=== Section Start ===
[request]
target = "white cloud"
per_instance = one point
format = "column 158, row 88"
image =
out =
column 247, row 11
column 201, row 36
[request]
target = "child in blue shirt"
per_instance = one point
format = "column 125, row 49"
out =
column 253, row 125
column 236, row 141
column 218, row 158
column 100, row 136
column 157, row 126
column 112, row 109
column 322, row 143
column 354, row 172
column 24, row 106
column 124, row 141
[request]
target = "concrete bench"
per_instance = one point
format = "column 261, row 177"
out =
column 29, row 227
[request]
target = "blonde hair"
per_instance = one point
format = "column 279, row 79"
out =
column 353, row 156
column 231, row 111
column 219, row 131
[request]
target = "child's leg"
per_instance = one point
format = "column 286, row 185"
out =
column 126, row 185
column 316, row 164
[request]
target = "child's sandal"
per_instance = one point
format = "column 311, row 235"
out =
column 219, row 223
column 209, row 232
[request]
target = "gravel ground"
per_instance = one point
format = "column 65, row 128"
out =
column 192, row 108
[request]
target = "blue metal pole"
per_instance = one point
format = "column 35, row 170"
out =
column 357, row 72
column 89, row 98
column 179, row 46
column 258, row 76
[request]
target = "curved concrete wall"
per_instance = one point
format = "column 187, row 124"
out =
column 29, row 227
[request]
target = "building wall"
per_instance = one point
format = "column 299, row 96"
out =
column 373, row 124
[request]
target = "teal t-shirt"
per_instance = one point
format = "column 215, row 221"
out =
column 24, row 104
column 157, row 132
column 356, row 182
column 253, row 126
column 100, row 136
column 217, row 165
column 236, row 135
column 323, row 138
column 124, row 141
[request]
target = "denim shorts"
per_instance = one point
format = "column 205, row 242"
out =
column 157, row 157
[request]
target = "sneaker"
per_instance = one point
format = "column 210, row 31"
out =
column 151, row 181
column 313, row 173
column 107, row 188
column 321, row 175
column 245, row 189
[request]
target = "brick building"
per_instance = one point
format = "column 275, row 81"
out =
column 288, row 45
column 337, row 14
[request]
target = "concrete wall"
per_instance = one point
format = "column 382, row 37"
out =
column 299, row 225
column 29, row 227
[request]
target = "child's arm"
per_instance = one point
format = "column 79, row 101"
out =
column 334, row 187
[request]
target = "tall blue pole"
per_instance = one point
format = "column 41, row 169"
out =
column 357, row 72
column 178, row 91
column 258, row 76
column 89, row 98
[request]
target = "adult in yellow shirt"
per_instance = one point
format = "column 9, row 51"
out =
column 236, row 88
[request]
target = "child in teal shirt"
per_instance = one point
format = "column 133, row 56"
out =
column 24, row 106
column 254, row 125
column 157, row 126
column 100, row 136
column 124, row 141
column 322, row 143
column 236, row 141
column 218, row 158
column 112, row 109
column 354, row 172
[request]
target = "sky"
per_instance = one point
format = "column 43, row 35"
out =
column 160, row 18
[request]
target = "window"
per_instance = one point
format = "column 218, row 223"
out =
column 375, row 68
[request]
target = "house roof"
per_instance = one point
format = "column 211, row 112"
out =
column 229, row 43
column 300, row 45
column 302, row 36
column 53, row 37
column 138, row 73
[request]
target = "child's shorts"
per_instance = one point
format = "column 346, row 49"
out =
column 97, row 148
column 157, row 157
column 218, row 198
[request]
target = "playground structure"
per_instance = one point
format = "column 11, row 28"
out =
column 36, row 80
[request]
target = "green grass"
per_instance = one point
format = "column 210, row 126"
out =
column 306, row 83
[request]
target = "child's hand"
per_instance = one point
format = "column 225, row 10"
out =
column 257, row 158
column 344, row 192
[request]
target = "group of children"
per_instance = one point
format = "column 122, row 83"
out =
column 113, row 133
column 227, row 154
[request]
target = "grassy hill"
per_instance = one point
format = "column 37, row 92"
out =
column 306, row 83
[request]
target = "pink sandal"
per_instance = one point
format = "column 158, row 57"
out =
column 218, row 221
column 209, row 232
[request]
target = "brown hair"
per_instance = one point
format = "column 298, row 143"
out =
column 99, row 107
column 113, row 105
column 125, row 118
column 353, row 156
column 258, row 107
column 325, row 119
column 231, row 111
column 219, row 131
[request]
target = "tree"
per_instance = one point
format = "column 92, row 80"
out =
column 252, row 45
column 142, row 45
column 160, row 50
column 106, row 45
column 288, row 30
=== Section End ===
- THE TASK -
Scan the data above, find each line with "building", and copy it.

- OUTPUT -
target = "building wall"
target = "brick building"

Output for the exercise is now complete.